GIVEN PROBLEM: Could you update the data below by replacing "photo" with "image" everywhere, changing nothing else and leaving out the pictures?

DATA PROVIDED:
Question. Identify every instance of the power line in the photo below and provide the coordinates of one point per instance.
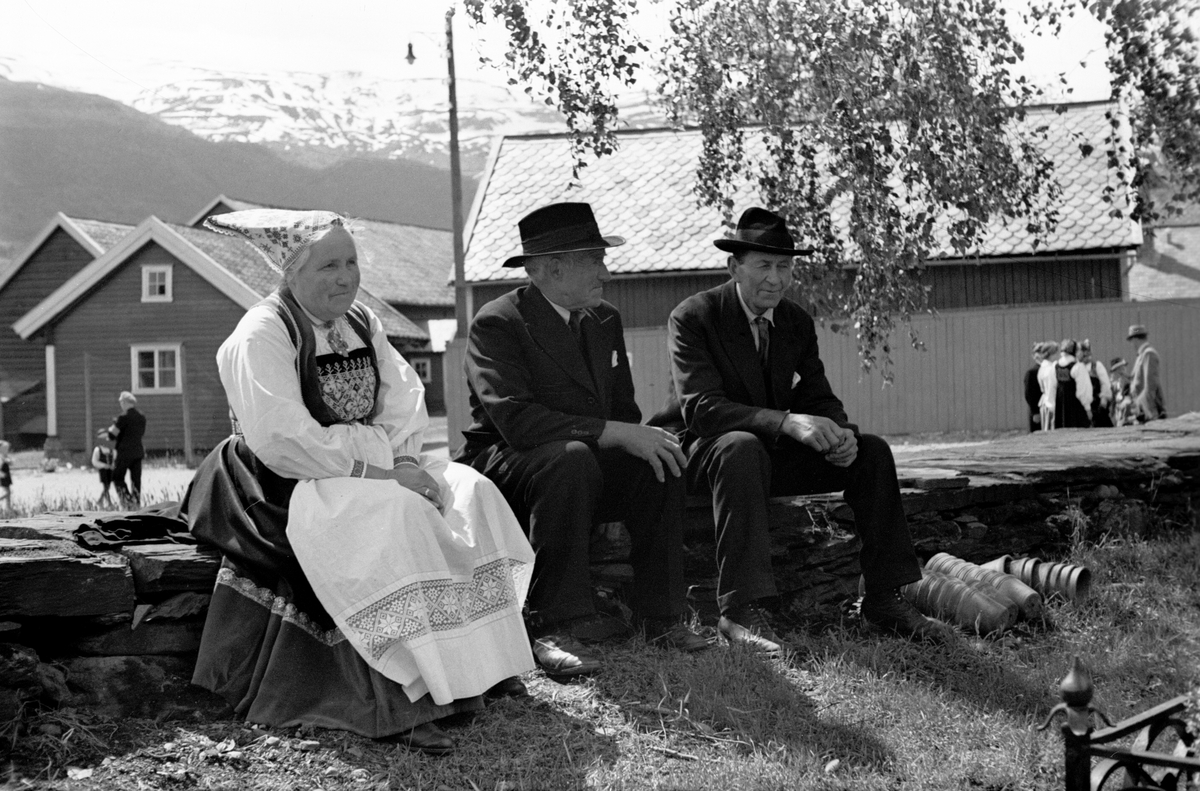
(66, 39)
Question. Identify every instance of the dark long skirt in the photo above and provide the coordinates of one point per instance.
(269, 647)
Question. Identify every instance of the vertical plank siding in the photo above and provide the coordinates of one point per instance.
(1023, 282)
(113, 318)
(57, 261)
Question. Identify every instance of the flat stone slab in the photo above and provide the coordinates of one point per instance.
(172, 568)
(1072, 455)
(55, 577)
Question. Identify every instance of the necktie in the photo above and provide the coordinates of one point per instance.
(576, 324)
(335, 339)
(762, 329)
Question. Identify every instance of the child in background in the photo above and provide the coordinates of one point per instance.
(102, 459)
(5, 475)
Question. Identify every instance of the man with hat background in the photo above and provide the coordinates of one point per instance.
(757, 419)
(556, 426)
(1145, 389)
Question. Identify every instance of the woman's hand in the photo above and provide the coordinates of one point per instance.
(412, 478)
(418, 480)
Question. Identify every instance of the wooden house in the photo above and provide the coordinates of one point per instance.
(65, 246)
(646, 192)
(408, 267)
(148, 316)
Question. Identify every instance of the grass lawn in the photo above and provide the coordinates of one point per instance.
(846, 709)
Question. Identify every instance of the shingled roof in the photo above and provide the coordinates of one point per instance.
(106, 234)
(646, 192)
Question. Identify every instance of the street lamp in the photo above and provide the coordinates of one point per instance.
(460, 286)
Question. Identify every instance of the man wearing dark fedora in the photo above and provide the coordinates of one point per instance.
(759, 419)
(555, 425)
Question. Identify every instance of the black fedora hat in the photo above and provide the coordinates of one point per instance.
(559, 228)
(762, 231)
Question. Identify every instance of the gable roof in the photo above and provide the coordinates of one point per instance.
(646, 192)
(94, 235)
(401, 263)
(227, 263)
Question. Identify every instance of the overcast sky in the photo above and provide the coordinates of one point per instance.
(117, 47)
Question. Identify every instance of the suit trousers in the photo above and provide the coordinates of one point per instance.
(742, 471)
(559, 491)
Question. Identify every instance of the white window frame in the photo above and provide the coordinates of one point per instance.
(418, 363)
(148, 270)
(136, 387)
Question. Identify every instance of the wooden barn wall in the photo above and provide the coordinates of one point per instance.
(58, 259)
(1023, 282)
(111, 319)
(969, 377)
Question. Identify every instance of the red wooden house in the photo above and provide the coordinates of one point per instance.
(65, 246)
(148, 316)
(409, 268)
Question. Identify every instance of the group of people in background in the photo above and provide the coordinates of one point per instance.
(1067, 388)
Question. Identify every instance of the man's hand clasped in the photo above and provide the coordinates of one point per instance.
(822, 435)
(657, 445)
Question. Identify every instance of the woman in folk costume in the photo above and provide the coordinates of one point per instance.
(1047, 382)
(364, 586)
(1102, 387)
(1072, 390)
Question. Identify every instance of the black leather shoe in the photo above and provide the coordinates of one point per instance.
(671, 633)
(510, 687)
(426, 738)
(892, 612)
(562, 655)
(748, 625)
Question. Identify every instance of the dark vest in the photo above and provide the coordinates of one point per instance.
(300, 331)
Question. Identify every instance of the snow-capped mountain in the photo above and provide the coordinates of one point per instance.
(345, 113)
(321, 118)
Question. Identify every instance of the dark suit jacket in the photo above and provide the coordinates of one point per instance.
(718, 383)
(132, 426)
(529, 383)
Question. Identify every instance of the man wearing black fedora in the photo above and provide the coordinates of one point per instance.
(757, 419)
(555, 425)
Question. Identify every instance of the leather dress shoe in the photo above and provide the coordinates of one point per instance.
(748, 625)
(510, 687)
(892, 612)
(562, 655)
(671, 633)
(426, 737)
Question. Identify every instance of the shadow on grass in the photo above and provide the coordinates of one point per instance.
(979, 672)
(733, 702)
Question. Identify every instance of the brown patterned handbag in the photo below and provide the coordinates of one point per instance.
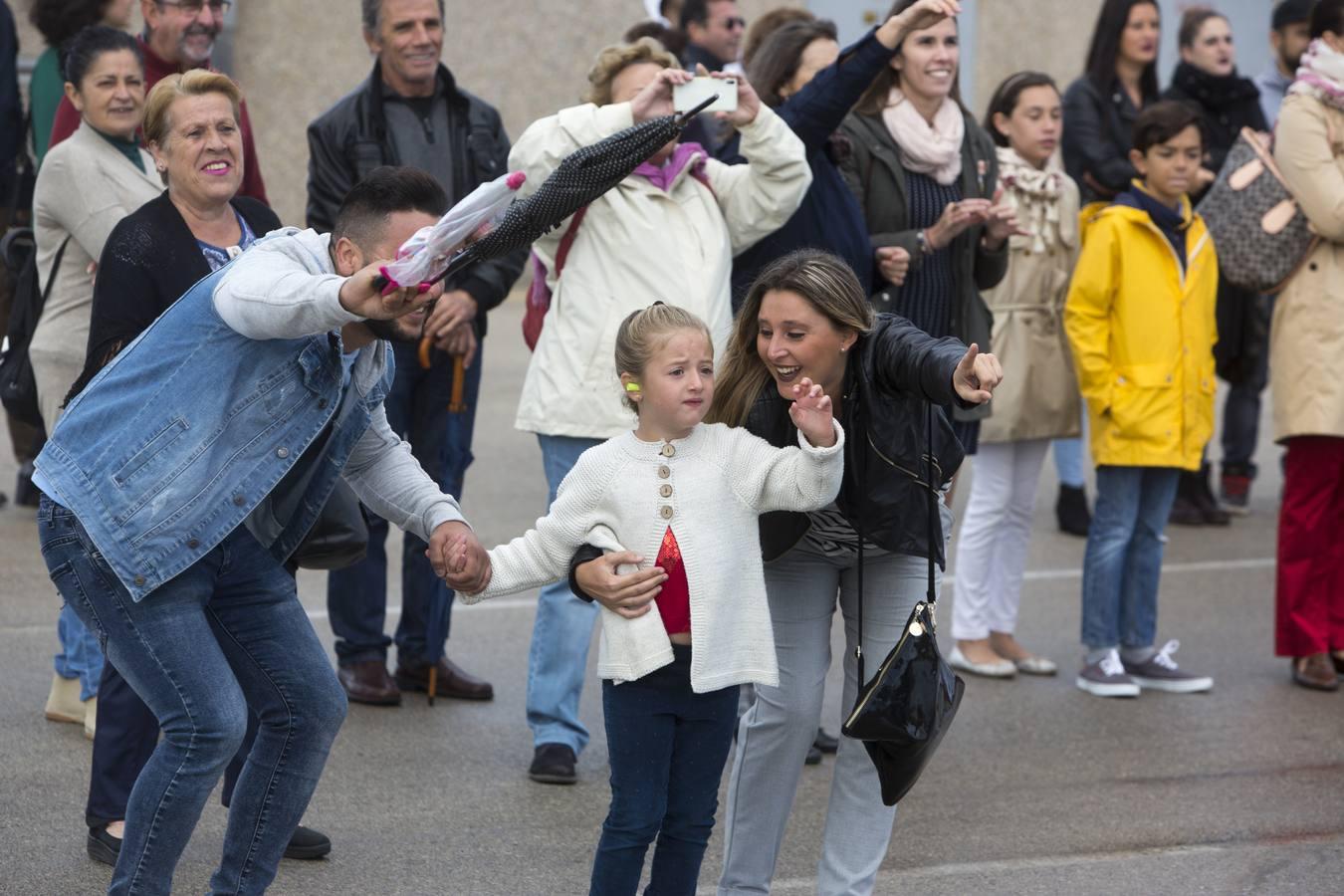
(1259, 231)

SOLUTION:
Question. Identify every instance of the power line in the image below and provide the coordinates of one point per instance.
(66, 39)
Question. Identify every instance of the dark long skirt in the image above and provide the coordinates of one point per instance.
(269, 647)
Question. Identify every instance of the vertical plank siding in the image above and provide the coordinates of one point per instance.
(1023, 282)
(113, 318)
(57, 261)
Question. Identify every instance of the flat stone slab in the image above and provide the coordinates of one point per instance.
(172, 568)
(1072, 455)
(55, 577)
Question. Identify every instance of the necktie in the image above and provide the coordinates of one point per instance.
(576, 324)
(335, 339)
(762, 329)
Question. Identify every instance of the child in background in the image above and provide the coordinates of one point per instance.
(102, 459)
(5, 475)
Question. Identify every instance of the man with hat background in the image above and provide the coordinates of one point per instance.
(757, 419)
(556, 426)
(1145, 389)
Question. Identify every instance of the woman's hand in the image above and provide the coordinates of one point per instance.
(412, 478)
(418, 480)
Question. Identify every instance of the wooden house in the image above and provide the coordinates of one point per instance.
(65, 246)
(646, 192)
(408, 267)
(148, 316)
Question. Identify every instance of the grass lawn in the image above and provide the coordinates of one point per instance.
(846, 709)
Question. Identify every instance of the shingled roof in the image above and provide the coordinates of one point per instance.
(106, 234)
(646, 192)
Question. Identify every instance of the street lamp in the image above and provide the coordinates of one point per instance.
(460, 286)
Question. Identify every instance of the man wearing dark fedora in the image above and provide the coordinates of one point per instance.
(759, 419)
(555, 425)
Question. Identify every instance of the black fedora hat in the image above and provide the coordinates of one point per instance.
(559, 228)
(762, 231)
Question. Identify every instance of the gable roof in the image above and provide the coordinates of one point per instance.
(646, 192)
(94, 235)
(401, 263)
(227, 263)
Question. Identify every instance of the overcast sky in the image above and provide the coordinates of one point per instance.
(117, 47)
Question. Identify every instance of the suit trousers in the image above and provide the coordinates of one point per instance.
(742, 471)
(559, 491)
Question. Identify every instance of the white window frame in the image above and provide the coordinates of one point per instance.
(418, 363)
(148, 270)
(136, 387)
Question. Identify every instance of the wooden barn wall in the image above and provide the coordinates of one point per instance.
(58, 259)
(1023, 282)
(111, 319)
(969, 377)
Question. Identify every instance of the red wooden house in the image above and provide the coordinates of one point per instance.
(65, 246)
(148, 316)
(409, 268)
Question. Identify every instance of the group of people in background in the image above and provide the coordinates of one point per instance.
(1067, 388)
Question. Identify every instance of the man's hand clasped in the image above and provide the coordinates of one point per instance.
(822, 435)
(657, 445)
Question. Identify every instance of the woman in folk costume in the image above and provide the coordinates of one point per instance.
(1047, 382)
(364, 586)
(1102, 387)
(1072, 390)
Question. Identify every instance of the black leather shoe in the image above and provide the coordinates of one point per instance.
(671, 633)
(510, 687)
(426, 738)
(892, 612)
(562, 655)
(748, 625)
Question. Identify every instance of the dark vest in the image above and provide the coordinates of one point per instance.
(300, 331)
Question. Identify every instance of the snow-capped mountain in the image above and provide the coordinates of one point per instance.
(345, 113)
(321, 118)
Question. Identify every instance of the dark suit jacket in the image above and provide the coordinates of one point per instance.
(718, 383)
(132, 426)
(529, 383)
Question. Identify every instance of the man wearing black fedora in the image above and provide the coordinates of one point per instance.
(757, 419)
(555, 425)
Question. Identify every instance of the leather dress shoe in the image above and provide the coordinates of one point per instance.
(748, 625)
(510, 687)
(892, 612)
(562, 655)
(671, 633)
(426, 737)
Question. Identify every instance of the shadow on grass in the image above and provide the coordinates of one point per instance.
(979, 672)
(733, 702)
Question. Identify every instance of the brown patterned handbag in the image below and provide the coordinates of one point per instance.
(1259, 231)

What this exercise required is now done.